Entries from a point annotation set:
####
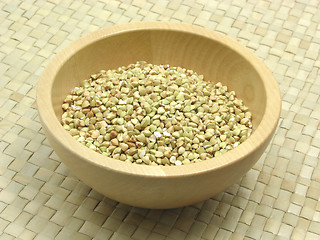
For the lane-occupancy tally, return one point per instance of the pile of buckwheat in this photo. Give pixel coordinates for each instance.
(155, 115)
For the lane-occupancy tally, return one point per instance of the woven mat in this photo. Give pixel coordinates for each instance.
(278, 199)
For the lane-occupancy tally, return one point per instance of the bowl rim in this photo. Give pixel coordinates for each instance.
(263, 132)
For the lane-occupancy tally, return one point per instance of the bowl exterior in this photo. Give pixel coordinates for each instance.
(161, 187)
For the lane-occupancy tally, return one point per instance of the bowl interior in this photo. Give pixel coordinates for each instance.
(214, 58)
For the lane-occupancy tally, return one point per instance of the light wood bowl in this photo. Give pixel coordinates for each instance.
(214, 55)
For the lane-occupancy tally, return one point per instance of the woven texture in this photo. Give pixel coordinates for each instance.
(278, 199)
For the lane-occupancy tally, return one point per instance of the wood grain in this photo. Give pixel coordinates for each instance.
(209, 53)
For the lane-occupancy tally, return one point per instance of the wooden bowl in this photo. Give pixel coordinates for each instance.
(215, 56)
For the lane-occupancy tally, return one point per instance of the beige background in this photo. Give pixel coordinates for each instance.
(278, 199)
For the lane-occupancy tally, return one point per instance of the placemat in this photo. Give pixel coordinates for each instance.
(278, 199)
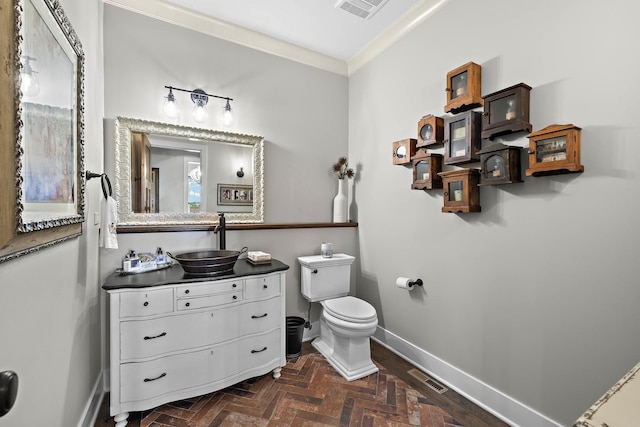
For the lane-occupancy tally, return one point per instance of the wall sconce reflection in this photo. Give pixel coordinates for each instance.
(29, 84)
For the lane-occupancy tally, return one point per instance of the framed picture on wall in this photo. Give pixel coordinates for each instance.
(42, 176)
(235, 194)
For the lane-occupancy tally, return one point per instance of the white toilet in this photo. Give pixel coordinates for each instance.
(346, 322)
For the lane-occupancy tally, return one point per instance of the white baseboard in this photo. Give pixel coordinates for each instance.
(312, 333)
(488, 398)
(92, 407)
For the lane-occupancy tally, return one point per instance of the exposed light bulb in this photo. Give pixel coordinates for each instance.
(170, 107)
(227, 115)
(200, 113)
(200, 99)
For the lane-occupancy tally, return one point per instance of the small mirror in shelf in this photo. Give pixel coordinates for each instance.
(430, 131)
(499, 164)
(403, 151)
(425, 170)
(506, 111)
(463, 88)
(554, 150)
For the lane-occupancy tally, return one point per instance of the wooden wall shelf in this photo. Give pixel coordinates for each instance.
(123, 229)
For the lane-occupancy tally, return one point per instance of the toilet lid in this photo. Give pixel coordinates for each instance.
(350, 309)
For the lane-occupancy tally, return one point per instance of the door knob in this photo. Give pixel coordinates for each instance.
(8, 391)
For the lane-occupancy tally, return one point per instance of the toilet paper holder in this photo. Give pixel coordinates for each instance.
(418, 282)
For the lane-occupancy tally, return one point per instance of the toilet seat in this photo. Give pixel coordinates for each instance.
(350, 309)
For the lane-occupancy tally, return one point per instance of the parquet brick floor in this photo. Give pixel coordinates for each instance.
(310, 393)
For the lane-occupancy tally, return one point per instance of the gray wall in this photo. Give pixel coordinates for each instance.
(49, 300)
(537, 295)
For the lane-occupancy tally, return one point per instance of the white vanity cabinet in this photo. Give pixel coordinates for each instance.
(178, 340)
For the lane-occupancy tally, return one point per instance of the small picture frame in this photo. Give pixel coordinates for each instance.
(235, 194)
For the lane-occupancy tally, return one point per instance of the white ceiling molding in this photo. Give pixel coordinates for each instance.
(186, 18)
(176, 15)
(414, 17)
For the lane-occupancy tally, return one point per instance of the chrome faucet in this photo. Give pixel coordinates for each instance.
(222, 228)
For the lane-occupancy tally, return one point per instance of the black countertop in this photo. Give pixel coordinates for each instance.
(176, 275)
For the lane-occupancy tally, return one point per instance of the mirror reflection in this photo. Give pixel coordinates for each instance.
(175, 172)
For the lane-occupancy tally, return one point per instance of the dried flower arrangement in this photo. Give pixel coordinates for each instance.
(342, 169)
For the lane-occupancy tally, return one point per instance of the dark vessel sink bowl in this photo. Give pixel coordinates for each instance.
(208, 263)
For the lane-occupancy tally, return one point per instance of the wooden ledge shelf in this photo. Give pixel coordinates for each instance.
(122, 229)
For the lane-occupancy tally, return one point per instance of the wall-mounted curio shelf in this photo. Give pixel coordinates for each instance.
(462, 138)
(425, 171)
(499, 164)
(463, 88)
(554, 150)
(403, 150)
(506, 111)
(461, 191)
(430, 131)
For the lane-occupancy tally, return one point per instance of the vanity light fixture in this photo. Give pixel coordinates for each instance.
(200, 100)
(29, 84)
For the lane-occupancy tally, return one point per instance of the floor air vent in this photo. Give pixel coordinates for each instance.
(364, 9)
(428, 381)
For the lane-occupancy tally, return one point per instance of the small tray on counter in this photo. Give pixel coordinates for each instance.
(146, 270)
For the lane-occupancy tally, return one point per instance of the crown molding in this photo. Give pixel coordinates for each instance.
(189, 19)
(396, 31)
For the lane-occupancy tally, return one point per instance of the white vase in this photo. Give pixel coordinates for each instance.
(340, 202)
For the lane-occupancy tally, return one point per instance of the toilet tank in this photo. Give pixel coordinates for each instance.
(325, 278)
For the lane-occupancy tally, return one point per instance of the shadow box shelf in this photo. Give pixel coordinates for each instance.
(403, 151)
(500, 164)
(506, 111)
(461, 191)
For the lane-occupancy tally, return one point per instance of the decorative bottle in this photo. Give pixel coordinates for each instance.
(340, 202)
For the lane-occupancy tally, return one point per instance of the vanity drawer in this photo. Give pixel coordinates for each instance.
(262, 287)
(146, 303)
(208, 288)
(146, 380)
(209, 301)
(140, 339)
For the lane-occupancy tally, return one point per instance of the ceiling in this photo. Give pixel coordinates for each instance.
(313, 24)
(314, 32)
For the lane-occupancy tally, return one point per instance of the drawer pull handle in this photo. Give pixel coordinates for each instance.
(157, 336)
(164, 374)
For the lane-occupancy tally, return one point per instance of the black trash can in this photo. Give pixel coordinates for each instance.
(295, 330)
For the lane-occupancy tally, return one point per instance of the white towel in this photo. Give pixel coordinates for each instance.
(108, 223)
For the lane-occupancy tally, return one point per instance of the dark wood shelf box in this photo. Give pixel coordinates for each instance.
(506, 111)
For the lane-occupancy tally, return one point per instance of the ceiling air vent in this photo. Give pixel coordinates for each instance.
(364, 9)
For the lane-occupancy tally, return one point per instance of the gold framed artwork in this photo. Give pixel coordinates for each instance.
(235, 194)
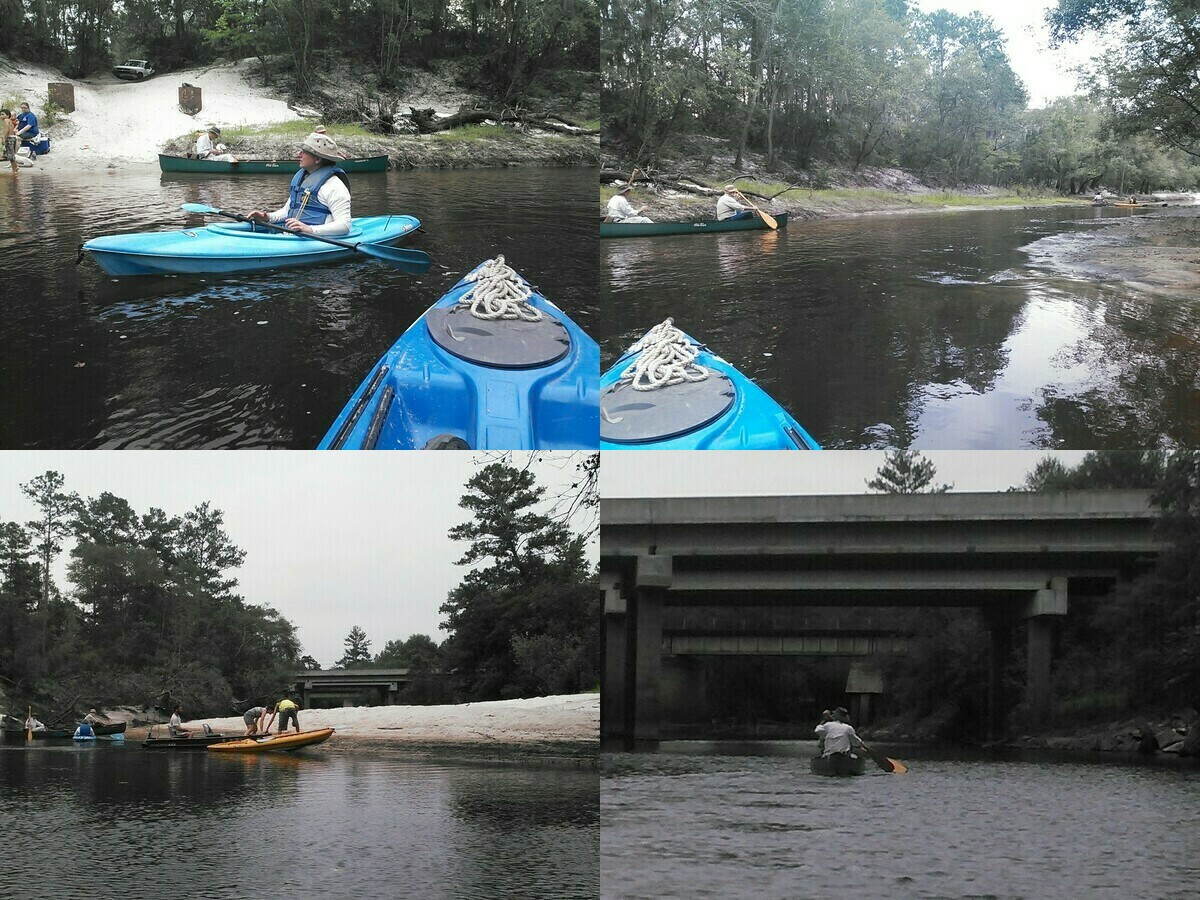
####
== Set task ==
Render all of the records above as a numbered list, leaving out blank lines and the pictures.

== Finished answer ==
1. For the lane-occupancy tally, return one point per instance of the pile of buckwheat in this photo. Give pixel coordinates for each instance.
2. (155, 115)
3. For the lane-occupancy tally, return one point per instance of the woven mat in this photo. Give pixel coordinates for each instance.
4. (278, 199)
5. For the lane-occupancy tally, return one point per instance of the bowl rim in this photo. Give pixel coordinates for each instance.
6. (263, 132)
7. For the lane-occupancy tally, return one point per instance of the bowl exterior in this photo. Give pixel coordinates for each instance.
8. (161, 187)
9. For the lane-occupancy tally, return one point per instance of the bowl interior in this photo. Give pixel coordinates for each instance.
10. (214, 58)
11. For the lane-occupancy tally, return one point per instance of the light wood bowl in this photo. Give pixel coordinates for each instance.
12. (214, 55)
13. For the lane-occupancy tally, return one point per instance of the woven texture in this photo. Give pixel coordinates for each instance.
14. (278, 199)
15. For the lane-occupancy tally, return one point per instance of the wood grain in this photo. Give pixel coordinates for each instance.
16. (209, 53)
17. For the lane-occupancy tally, return one point per instance of the wooden bowl in this photo. Give pixel coordinates for each instance.
18. (215, 56)
19. For the lane-occupancy tally, return one point per instance of the beige background in this photo. Give pixel coordinates for each instance.
20. (278, 199)
21. For the lane-occupancy tally, return one point per instance of the placemat in this photo. Give pixel coordinates for each instance.
22. (278, 199)
23. For the lane-occupancy tally, return one point per instance of the wall sconce reflection in this photo. Give pixel coordinates for each instance.
24. (29, 84)
25. For the lane-occupancy tally, return one point per instance of the framed picture on wall in this photo. Give pixel coordinates for each instance.
26. (42, 176)
27. (235, 194)
28. For the lane-occupancy tally, return one point per instance of the white toilet in this photo. Give pixel coordinates for each instance.
29. (346, 322)
30. For the lane-occupancy tally, return one point per instance of the white baseboard in this photo. Give pixel coordinates for each instance.
31. (312, 333)
32. (488, 398)
33. (92, 407)
34. For the lane-occupancy tally, return one point per instance of the exposed light bulb in this photo. Give pixel coordinates for each instance.
35. (170, 107)
36. (227, 115)
37. (200, 113)
38. (200, 99)
39. For the lane-occupancy tally, return one point per instance of the small mirror in shelf in this photo. Give pixel coordinates for each instance.
40. (430, 131)
41. (499, 164)
42. (403, 151)
43. (425, 170)
44. (506, 111)
45. (463, 88)
46. (554, 150)
47. For the lane-occupancy tally, return one point per instance of the wooden wall shelf in this photo. Give pixel coordinates for each instance.
48. (123, 229)
49. For the lane-occupancy tally, return one point per instance of the toilet lid in this photo. Give pixel coordinates for each instance.
50. (350, 309)
51. For the lane-occupancy tally, return one point per instance of the door knob in this photo. Give pixel coordinates for each instance.
52. (8, 391)
53. For the lane-occupancy tally, return one point per instance of the toilet paper holder in this photo. Give pixel coordinates for each instance.
54. (418, 282)
55. For the lane-occupancy tally, return one point per instance of the toilet seat in this photo. Give pixel coordinates for each instance.
56. (350, 309)
57. For the lane-occupancy tally, return one point per instance of the parquet brick floor in this photo. Give pixel coordinates for each instance.
58. (310, 393)
59. For the lane-occupancy tally, return one point per instance of the gray wall in this photo. Give pixel coordinates for each instance.
60. (49, 300)
61. (537, 295)
62. For the lane-occupancy tally, return one point per instance of the white vanity cabinet in this photo. Give pixel coordinates for each instance.
63. (178, 340)
64. For the lane-occupancy tally, return one point per instance of the small picture frame in this photo. Give pixel coordinates for each instance.
65. (235, 194)
66. For the lane-occupancy tally, return one point per instance of the white ceiling molding in this photo. Give pixel coordinates for each instance.
67. (186, 18)
68. (176, 15)
69. (414, 17)
70. For the lane-occupancy tally, return one point per instance of the chrome faucet in this photo. Give pixel coordinates for each instance.
71. (222, 228)
72. For the lane-occupancy tally, return one point per instance of the black countertop in this photo. Give pixel coordinates for each instance.
73. (176, 275)
74. For the lane-occupancy tally, return one point per instance of the mirror reflection in this photo. Give pixel coordinates for each instance.
75. (175, 172)
76. For the lane-occupancy tally, return one point per instance of the dried flower arrangement in this photo. Give pixel coordinates for each instance.
77. (342, 169)
78. For the lane-occupancy tally, return one point per instance of the dark vessel sink bowl in this photo. Give pixel coordinates for each instance.
79. (208, 263)
80. For the lane-occupancy tally, return one point per instance of the wooden ledge shelf in this photo. Give pixel coordinates for each instance.
81. (122, 229)
82. For the lane-occupancy tally, return one point per instance of the wall-mounted curio shelf in this photo. Give pixel coordinates for each instance.
83. (462, 138)
84. (425, 171)
85. (499, 164)
86. (463, 88)
87. (554, 150)
88. (403, 150)
89. (506, 111)
90. (461, 191)
91. (430, 131)
92. For the lane-occupancy tally, return one point per instance of the vanity light fixture in this photo. Give pixel coordinates for each instance.
93. (200, 100)
94. (29, 84)
95. For the lane-occupancy tally, return one point per instance of the floor air vent in this photo. Give pixel coordinates for each instance.
96. (364, 9)
97. (428, 381)
98. For the lane-occupancy tally, return one point per instance of the small tray on counter in this photo. Give pixel coordinates for each instance.
99. (146, 270)
100. For the lane-occupancy tally, return one point per instance of the crown molding in this photo. Give pixel coordinates for each instance.
101. (189, 19)
102. (396, 31)
103. For the lane-occupancy tally, return one point per instance of the white vase in this photo. Give pixel coordinates for each instance.
104. (340, 202)
105. For the lane-occupancy tally, return one point per instance of the toilet tank in this photo. Give pixel coordinates for each instance.
106. (325, 278)
107. For the lane-occupancy tally, return one point per instance of the shadow box shelf in this photo. Give pixel coordinates for each instance.
108. (403, 151)
109. (500, 164)
110. (506, 111)
111. (461, 191)
112. For the lane-occupancy tally, return one point per instance of the decorative bottle in this photo. Give pixel coordinates for each instance.
113. (340, 202)
114. For the lane-occupancy tally, return one point per instance of the vanity drawer in this photo. Give pixel coordinates for each instance.
115. (262, 287)
116. (146, 303)
117. (208, 288)
118. (146, 380)
119. (209, 301)
120. (140, 339)
121. For the lane-occupancy tally, return one point per instance of the ceiling in this photo. Give pixel coordinates for each instance.
122. (313, 24)
123. (314, 32)
124. For the lane-occupancy tally, return one point per instance of the drawer pull handle in this photo. Give pixel coordinates for each instance.
125. (157, 336)
126. (164, 374)
127. For the lane-occupancy tally, return one point per instance of the black trash can in this photo. Give pixel coordinates for each instance.
128. (295, 330)
129. For the lane-occupancy tally, return one point per instance of the white towel in this photo. Give pixel coordinates for each instance.
130. (108, 223)
131. For the lane-occupancy tally, return one point per instance of the dark wood shelf box in this photo. Give pixel coordinates for each instance.
132. (506, 111)
133. For the lane-occupancy tally, return one point per instance of the ceiling air vent in this photo. Give pixel coordinates for each instance.
134. (364, 9)
135. For the lane-occupancy tally, return one point per instance of the gold framed artwork in this photo. Give pixel coordinates for each instance.
136. (235, 194)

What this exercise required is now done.